*Texto apresentado*:
No entanto, o estado mental perceptivo não pode ser completamente diferente do estado mental alucinatório. No entender de Johnston (2004, p. 116), defender a existência de estados mentais completamente diferentes para explicar a percepção verídica e explicar o elemento comum a alucinações e percepções, seria ter de afirmar que na percepção verídica o cérebro inspeciona toda a cadeia causal, escolhendo o estado mental perceptivo ao encontrar o objeto físico, em detrimento do estado mental alucinatório. Em outras palavras, seria supor que o cérebro inspeciona os elos causais da cadeia perceptiva e, ao determinar que o objeto encontrado é o objeto físico, seleciona o estado mental causado pelo objeto físico. Essa explicação não parece razoável, pois seria endossar a existência de alguma espécie de ação à distância na percepção verídica[13].
Se se defende a existência de um estado mental perceptivo e de um estado mental alucinatório e se o estado mental perceptivo não pode ser completamente diferente do estado mental alucinatório, o estado mental alucinatório é uma parte do estado mental perceptivo. Então, a defesa conjunta do realismo ingênuo com uma fenomenologia positiva para alucinações requer que o estado mental perceptivo não seja completamente distinto do estado mental alucinatório. Assim, “o fator comum [entre uma alucinação e uma percepção] é meramente uma parte do que eu estou consciente no caso verídico” (JOHNSTON, 2004, p. 148).
Mas como a existência de um elemento comum entre alucinações e percepções pode ser combinado com o realismo ingênuo, sem que o fator comum determine completamente a fenomenologia perceptiva? Busquemos essa resposta na teoria do perfil sensível.
Johnston (2004, p. 134) denomina “perfil sensível” ao campo sensível ou cenário com o qual a pessoa se depara numa percepção verídica. O perfil sensível é descrito como um campo sensível com propriedades e relações das quais a pessoa está consciente quando tem uma percepção verídica, cuja constituição é parcialmente qualitativa e parcialmente relacional. Na percepção verídica, todas as qualidades e relações que aparecem para a pessoa são instanciadas no mundo e os objetos vistos são particulares espaço-temporais instanciando complexos de qualidades sensíveis e relações.
O modo como as coisas aparecem na percepção verídica envolve um layout, isto é, os particulares implicados em um perfil sensível, quaisquer que sejam, estão num certo tempo e em certa posição do espaço tridimensional, estando a certa distância e direção da pessoa quando tem a percepção verídica. O layout é “antes um universal do que um particular” (JOHNSTON, 2004, p. 135). Portanto, diferentes particulares podem ser instanciados num mesmo layout e o perfil sensível envolve mais que um layout, pois “inclui a condição adicional que o layout relacional seja preenchido com um ou outro particular com certas qualidades” (JOHNSON, 2004, p. 135).

*Extrato de dados*:

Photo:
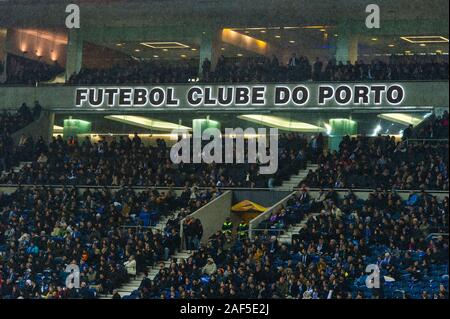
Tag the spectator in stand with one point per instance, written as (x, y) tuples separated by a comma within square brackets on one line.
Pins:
[(262, 69), (326, 260), (126, 161)]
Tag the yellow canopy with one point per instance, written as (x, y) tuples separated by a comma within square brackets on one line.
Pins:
[(246, 206)]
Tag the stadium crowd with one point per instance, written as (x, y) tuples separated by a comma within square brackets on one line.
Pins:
[(382, 162), (263, 69), (45, 230), (9, 124), (25, 71), (327, 259), (126, 161)]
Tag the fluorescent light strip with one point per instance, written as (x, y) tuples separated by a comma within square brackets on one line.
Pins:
[(165, 45), (146, 122), (401, 118), (425, 39), (281, 123)]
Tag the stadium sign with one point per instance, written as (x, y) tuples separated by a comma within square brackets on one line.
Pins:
[(240, 95)]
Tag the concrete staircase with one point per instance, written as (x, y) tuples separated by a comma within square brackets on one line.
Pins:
[(296, 179), (286, 236), (134, 283), (16, 169)]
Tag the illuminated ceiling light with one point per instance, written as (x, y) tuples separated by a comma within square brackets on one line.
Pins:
[(258, 28), (165, 45), (146, 122), (425, 39), (401, 118), (281, 123), (377, 130)]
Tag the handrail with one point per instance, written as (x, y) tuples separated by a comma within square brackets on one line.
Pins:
[(312, 189), (428, 140), (434, 235), (43, 84)]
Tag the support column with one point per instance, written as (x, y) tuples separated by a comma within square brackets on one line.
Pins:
[(74, 53), (3, 55), (210, 48), (339, 129)]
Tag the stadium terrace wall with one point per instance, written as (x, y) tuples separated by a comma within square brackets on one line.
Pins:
[(63, 99), (212, 216), (360, 193)]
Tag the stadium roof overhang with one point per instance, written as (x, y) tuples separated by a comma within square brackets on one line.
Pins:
[(231, 13)]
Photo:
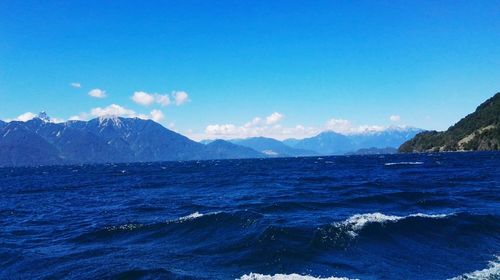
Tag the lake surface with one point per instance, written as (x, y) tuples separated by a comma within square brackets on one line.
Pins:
[(425, 216)]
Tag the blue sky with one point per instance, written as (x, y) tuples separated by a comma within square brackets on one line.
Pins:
[(244, 68)]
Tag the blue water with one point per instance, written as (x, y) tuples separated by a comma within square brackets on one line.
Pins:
[(428, 216)]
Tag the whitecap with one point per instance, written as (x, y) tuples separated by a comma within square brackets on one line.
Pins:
[(191, 216), (195, 215), (293, 276), (358, 221), (490, 273), (404, 163)]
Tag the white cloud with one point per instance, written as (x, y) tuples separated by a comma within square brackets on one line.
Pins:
[(157, 115), (395, 118), (180, 97), (146, 99), (115, 110), (97, 93), (143, 98), (163, 100), (266, 127), (25, 117), (274, 118), (346, 127), (339, 125), (112, 110)]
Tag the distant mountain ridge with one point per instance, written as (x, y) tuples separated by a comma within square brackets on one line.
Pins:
[(115, 139), (101, 140), (272, 147), (333, 143), (478, 131)]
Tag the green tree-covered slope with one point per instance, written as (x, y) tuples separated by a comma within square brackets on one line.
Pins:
[(479, 131)]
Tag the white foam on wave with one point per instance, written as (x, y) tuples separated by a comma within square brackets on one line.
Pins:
[(293, 276), (358, 221), (490, 273), (191, 216), (404, 163), (196, 215)]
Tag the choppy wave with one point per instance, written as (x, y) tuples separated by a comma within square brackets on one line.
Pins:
[(192, 216), (357, 222), (404, 163), (490, 273), (293, 276)]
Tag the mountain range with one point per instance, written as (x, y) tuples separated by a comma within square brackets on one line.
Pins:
[(115, 139), (106, 139), (332, 143), (478, 131)]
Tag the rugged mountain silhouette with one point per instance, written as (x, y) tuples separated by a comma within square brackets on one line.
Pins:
[(271, 147), (106, 139), (478, 131), (332, 143)]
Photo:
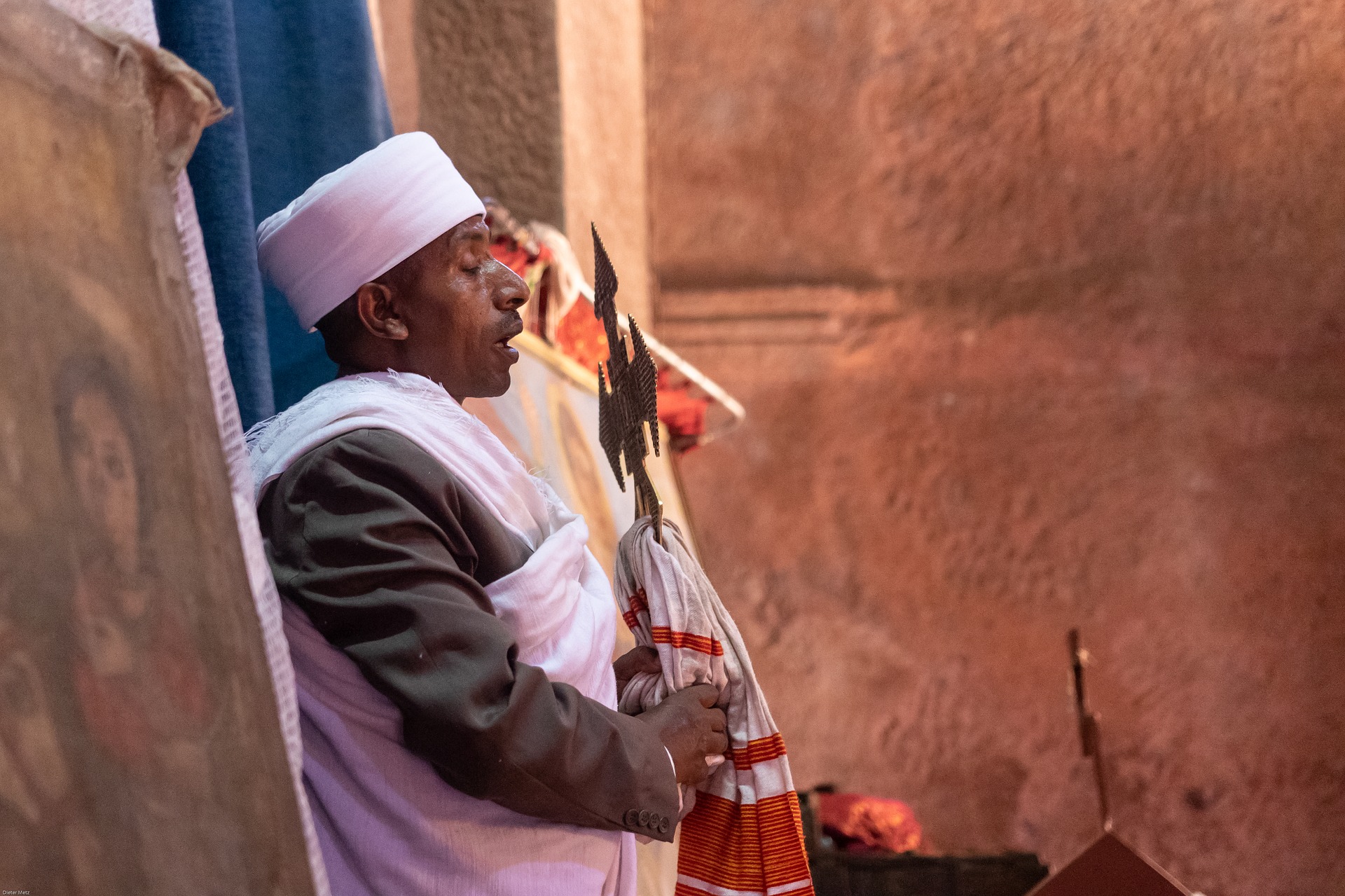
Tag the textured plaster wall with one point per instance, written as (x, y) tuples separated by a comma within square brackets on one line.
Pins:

*Tarefas a fazer*:
1. No texto sobre percepção e alucinação, que nome Johnston dá ao campo sensível ou cenário com o qual a pessoa se depara numa percepção verídica?
2. Com base no texto sobre percepção e alucinação, explique em até três frases por que não parece razoável supor que, na percepção verídica, o cérebro inspeciona os elos da cadeia causal.
3. Prossiga o texto sobre percepção e alucinação a partir do ponto em que ele termina.

*Respostas*:
1. Perfil sensível.

2. Essa suposição não parece razoável porque levaria a aceitar alguma espécie de ação à distância na percepção verídica. Pela hipótese, o cérebro escolheria o estado mental perceptivo, e não o alucinatório, ao encontrar o objeto físico.

3.
Na alucinação “nós estamos meramente conscientes das partes qualitativas estruturadas de tais perfis sensíveis” (JOHNSTON, 2004, p. 137). Assim, alucinações são experiências de natureza diferente das percepções verídicas. O estado mental alucinatório não seria completamente distinto do estado mental perceptivo, tendo em vista que “a estrutura de qualidades que alguém poderia alucinar é, de fato, uma parte própria do perfil sensível que exige mais [para ser instanciado] e do qual alguém está consciente no correspondente caso da visão” (JOHNSTON, 2004, p.136-137). Se quando vê algo, a pessoa está consciente do perfil sensível completo, quando alucina, está consciente somente de parte do perfil sensível da percepção correspondente. Então, para se constituir o perfil sensível alucinatório exige-se menos do que para se constituir o perfil sensível verídico.
Podemos entender, então, que o objeto da consciência alucinatória é entendido em termos do perfil sensível alucinado, que, por sua vez, é o elemento comum entre alucinações e percepções, sem ser o máximo fator comum para ambas essas experiências. É a esse perfil sensível compartilhado entre alucinações e percepções que Johnston (2004) recorre para explicar a indiscriminabilidade alucinatória. Alucinações são indiscrimináveis introspectivamente de percepções porque compartilham o perfil sensível alucinatório.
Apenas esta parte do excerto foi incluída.